▸ **What is asked**:
Print each of the following entries again word for word, changing nothing.

══ Data for this exercise ══

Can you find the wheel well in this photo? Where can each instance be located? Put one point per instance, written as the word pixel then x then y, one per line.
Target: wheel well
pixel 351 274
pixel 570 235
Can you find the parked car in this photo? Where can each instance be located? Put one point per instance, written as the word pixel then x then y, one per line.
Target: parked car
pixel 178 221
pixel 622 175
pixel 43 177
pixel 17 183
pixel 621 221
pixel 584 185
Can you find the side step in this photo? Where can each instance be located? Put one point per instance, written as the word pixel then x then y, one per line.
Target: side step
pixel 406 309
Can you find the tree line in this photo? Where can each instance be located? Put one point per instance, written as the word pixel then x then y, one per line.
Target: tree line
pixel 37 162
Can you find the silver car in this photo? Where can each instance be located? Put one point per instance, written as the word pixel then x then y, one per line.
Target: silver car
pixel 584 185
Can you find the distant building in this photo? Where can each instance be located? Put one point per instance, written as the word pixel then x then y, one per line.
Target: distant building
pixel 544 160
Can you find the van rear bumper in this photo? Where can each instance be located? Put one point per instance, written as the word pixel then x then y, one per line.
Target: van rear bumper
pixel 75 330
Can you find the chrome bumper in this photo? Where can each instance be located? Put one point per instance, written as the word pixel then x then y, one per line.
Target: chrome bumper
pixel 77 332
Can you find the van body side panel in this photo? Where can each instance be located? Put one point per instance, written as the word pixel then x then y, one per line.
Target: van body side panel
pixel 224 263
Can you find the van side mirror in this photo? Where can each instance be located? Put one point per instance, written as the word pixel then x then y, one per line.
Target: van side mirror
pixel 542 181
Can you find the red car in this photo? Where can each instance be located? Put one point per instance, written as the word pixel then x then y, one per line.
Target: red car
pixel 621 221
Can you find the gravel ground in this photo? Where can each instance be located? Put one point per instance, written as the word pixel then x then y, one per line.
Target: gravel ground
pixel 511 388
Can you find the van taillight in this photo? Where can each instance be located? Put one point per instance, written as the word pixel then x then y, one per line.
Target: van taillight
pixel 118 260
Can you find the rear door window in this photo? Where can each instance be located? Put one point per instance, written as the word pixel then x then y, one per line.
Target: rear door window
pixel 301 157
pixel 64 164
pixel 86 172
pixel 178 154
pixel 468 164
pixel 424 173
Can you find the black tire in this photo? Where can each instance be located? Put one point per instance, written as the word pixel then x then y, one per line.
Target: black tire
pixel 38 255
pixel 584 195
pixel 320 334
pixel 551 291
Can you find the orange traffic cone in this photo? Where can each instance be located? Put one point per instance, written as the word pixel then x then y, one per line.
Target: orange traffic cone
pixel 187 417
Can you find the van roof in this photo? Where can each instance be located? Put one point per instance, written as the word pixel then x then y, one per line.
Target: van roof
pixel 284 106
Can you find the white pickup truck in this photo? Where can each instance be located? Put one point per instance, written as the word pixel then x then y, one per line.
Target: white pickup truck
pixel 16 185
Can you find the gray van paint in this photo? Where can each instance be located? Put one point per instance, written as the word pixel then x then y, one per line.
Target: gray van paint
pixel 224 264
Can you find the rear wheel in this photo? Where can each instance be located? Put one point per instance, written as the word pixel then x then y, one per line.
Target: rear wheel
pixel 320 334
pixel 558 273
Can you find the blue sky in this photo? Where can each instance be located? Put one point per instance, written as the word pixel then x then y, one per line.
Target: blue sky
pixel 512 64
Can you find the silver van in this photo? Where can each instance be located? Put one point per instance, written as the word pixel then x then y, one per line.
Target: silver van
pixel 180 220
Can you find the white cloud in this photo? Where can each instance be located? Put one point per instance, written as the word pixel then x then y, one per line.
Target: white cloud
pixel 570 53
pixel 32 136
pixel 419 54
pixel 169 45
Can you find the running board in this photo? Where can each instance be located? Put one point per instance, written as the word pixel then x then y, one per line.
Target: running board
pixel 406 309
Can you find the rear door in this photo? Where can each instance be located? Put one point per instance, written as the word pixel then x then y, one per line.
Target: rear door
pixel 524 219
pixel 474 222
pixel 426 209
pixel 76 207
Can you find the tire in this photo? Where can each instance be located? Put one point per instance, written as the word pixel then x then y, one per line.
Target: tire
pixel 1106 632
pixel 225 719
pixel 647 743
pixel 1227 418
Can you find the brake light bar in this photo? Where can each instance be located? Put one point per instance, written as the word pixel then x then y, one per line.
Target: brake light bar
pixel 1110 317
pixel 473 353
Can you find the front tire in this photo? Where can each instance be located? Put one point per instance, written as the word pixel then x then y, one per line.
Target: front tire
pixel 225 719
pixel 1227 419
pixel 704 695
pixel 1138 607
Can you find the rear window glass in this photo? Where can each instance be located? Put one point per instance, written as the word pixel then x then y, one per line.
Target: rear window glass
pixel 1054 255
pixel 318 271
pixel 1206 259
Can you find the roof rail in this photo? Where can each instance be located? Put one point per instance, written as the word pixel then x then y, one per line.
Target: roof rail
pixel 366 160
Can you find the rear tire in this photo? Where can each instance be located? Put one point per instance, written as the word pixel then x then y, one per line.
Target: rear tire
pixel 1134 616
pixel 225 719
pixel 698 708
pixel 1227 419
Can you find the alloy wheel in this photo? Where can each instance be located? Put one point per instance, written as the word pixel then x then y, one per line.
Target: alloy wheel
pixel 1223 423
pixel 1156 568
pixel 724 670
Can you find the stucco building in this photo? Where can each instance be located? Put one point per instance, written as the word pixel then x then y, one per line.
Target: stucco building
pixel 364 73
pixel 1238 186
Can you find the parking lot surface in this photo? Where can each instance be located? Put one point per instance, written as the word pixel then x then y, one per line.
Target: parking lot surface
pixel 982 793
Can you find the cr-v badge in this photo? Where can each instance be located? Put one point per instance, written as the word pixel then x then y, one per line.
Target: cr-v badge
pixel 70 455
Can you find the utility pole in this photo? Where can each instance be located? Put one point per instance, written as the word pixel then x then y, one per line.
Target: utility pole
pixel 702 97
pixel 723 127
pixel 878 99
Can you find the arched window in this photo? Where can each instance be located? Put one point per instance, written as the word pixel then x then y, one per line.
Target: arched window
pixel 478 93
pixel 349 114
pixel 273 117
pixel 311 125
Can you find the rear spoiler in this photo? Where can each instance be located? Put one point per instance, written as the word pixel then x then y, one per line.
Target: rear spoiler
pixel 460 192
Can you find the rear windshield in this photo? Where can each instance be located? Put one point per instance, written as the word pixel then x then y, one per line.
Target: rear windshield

═══

▸ **Exercise solution**:
Can you find the wheel well in this photo? Where can each instance be located? Put one point per instance, written as the word pixel then x then y, one per line.
Target: wheel well
pixel 351 274
pixel 570 235
Can you find the parked car in this photo? Where can each instance be located? Put one point per instance, written as the word pixel then x then y, one per line.
Target: parked car
pixel 178 221
pixel 622 175
pixel 43 177
pixel 17 183
pixel 621 221
pixel 584 185
Can you find the side step in this photo? Where can each instance be located? Put one point per instance, written as the word pixel then x then y, one per line.
Target: side step
pixel 406 309
Can you find the tree line in this photo? Where can each instance be located? Put one point per instance, written as the word pixel then x then y, one per line.
Target: tree line
pixel 37 162
Can you find the silver car in this photo? Where can each instance be located? Put one point per instance, written as the word pixel then x then y, one per line.
Target: silver car
pixel 584 185
Can you find the distant building in this photo? Where can each instance be located? Put one point per instance, written as the word pixel then x then y, one per line.
Target: distant building
pixel 544 160
Can you find the van rear bumper in this photo? Where can each instance be located? Put one point per instance, written as the word pixel then x then y, one per line.
Target: van rear bumper
pixel 75 330
Can you find the chrome bumper in this photo? Where can each instance be located? Put one point per instance, written as the word pixel then x then y, one per line.
Target: chrome bumper
pixel 77 332
Can you find the van body side panel in this photo? Where can each instance be located? Put one point per instance, written as the word pixel then x then y, one per line.
Target: van body side panel
pixel 224 263
Can you find the van side mirror in this photo? Where can each instance be located? Put one point per instance, written as the word pixel then x then y, one per line.
Target: van side mirror
pixel 542 181
Can you find the red car in this photo? Where can each instance be located? Put one point per instance, written as the word pixel then x then y, one per line.
Target: red car
pixel 621 221
Can you find the gravel ground in this photo? Where can each instance be located? Put one point per instance, written as the word pixel then x then y, one per line.
Target: gravel ground
pixel 511 388
Can you find the van taillight in this photo? Where can each instance be located? Put one point per instance, written as the word pixel then x then y, one per line.
Target: van taillight
pixel 118 260
Can you find the rear door window in this photo? Where can each instance be located? Put one point per instance, written as the word pixel then x then y, one per line.
Target: rear door window
pixel 301 157
pixel 64 164
pixel 86 172
pixel 178 154
pixel 468 164
pixel 424 173
Can you find the black tire in this photo? Where can each instance be located? Put one point per instance, written as the word pixel then x then y, one per line.
Target: black tire
pixel 38 255
pixel 584 195
pixel 320 334
pixel 551 291
Can you find the orange traffic cone in this photo? Where can each instance be located? Put one point per instance, written as the word pixel then x then y, one per line.
Target: orange traffic cone
pixel 187 417
Can you find the van roof in this photo? Where can each instance be located? Put one point per instance, written as the word pixel then x then y, one per line.
Target: van roof
pixel 284 106
Can you find the white pickup truck in this photo? Where can each instance be located? Put one point per instance, written as the word pixel then x then y, one per line.
Target: white pickup truck
pixel 16 185
Can you find the gray van paint in this photo? Where can each instance be located? Put one point per instance, written as the word pixel then x then y, one per line.
Target: gray van paint
pixel 224 264
Can you find the rear wheel in this photo? Where can each instance be located? Put one point per instance, written as the word pixel then x then y, one per line.
Target: rear wheel
pixel 320 334
pixel 558 273
Can you find the blue sky in this photo? Where can each instance be located? Put one point per instance, written as the word pixel then x then y, one per line.
Target: blue sky
pixel 512 64
Can you find the silver van in this photo? Where can each instance be located? Put one point per instance, written as the word pixel then x then y, one per line.
Target: silver van
pixel 180 220
Can you find the white cloud in this photo? Where can each instance be located? Put one point per instance, written as the word pixel then x then y, one per line.
Target: white cloud
pixel 570 53
pixel 32 136
pixel 419 54
pixel 169 45
Can you find the running board in this photo? Where can each instance be located? Put one point per instance, written as the word pixel then x then y, one per line.
Target: running board
pixel 406 309
Can you find the rear door in this photo? Where can each instance be located? Put one point per instance, written as the word pixel then x then y, one per line.
Target: rear door
pixel 524 219
pixel 474 222
pixel 426 209
pixel 76 207
Can you find the tire in this photo? Where can each instance be located? Put one point per instance, written as the word pixel then x then y, one per line.
Target: tire
pixel 1106 632
pixel 225 719
pixel 647 743
pixel 1227 418
Can you find the brake light bar in this photo? Where can each instance be located? Put one point per instance, written as the word pixel then x then y, one per line.
Target: brake light bar
pixel 1110 317
pixel 473 353
Can you find the front tire in this photo? Where can each instance be located? Put one point per instance, written as the word pixel then x then y, one per line.
Target: front tire
pixel 225 719
pixel 1227 419
pixel 704 695
pixel 1138 607
Can you find the rear window glass in this photo? Where can each instance be located? Put one point per instance, written as the word pixel then x then y, one per line.
Target: rear window glass
pixel 1054 255
pixel 318 271
pixel 1206 259
Can you find the roof rail in this photo? Where can each instance be located? Put one point per instance, written as the word pixel then x then y, one per line.
Target: roof rail
pixel 366 160
Can you find the rear tire in this photo? Where can each instance be located? Put one point per instance, written as the word pixel then x then y, one per line.
Target: rear tire
pixel 1134 616
pixel 225 719
pixel 698 708
pixel 1227 419
Can you find the alloy wheel in this photo? Where can each instance be located? Put one point per instance, written as the word pixel then x then y, one per line.
Target: alloy wheel
pixel 1223 423
pixel 1156 568
pixel 724 670
Can you find the stucco building in this photo? Where can each instance be located? Put one point per instance, written as the word pixel then x then y, one per line.
Target: stucco building
pixel 364 73
pixel 1238 186
Can you find the parking lot surface in this photo? Where can each instance be located? Put one point per instance, written as the word pixel then x then y, one per line.
Target: parking lot surface
pixel 982 793
Can you find the cr-v badge in this photo? Where can each instance be located? Put one point per instance, written as the word pixel then x then y, one per line.
Target: cr-v badge
pixel 70 455
Can you find the utility pole in this photo? Where can each instance be located? Put one point per instance, written as the word pixel then x then y, one per line.
Target: utility pole
pixel 702 97
pixel 723 127
pixel 878 99
Can you find the arched window in this photo? Where can each instance be located? Put one point per instance, written as the word pixel then x then y, one per line.
Target: arched window
pixel 478 93
pixel 349 114
pixel 273 117
pixel 311 125
Can you find the rear spoiler in this photo? Where can each instance be located? Put one point per instance, written as the word pixel then x then y, one per line.
Target: rear spoiler
pixel 460 192
Can you find the rear windshield in this photo? Where can each instance be located? Put one point per instance, written as the word pixel then x then y, one per line.
Target: rear windshield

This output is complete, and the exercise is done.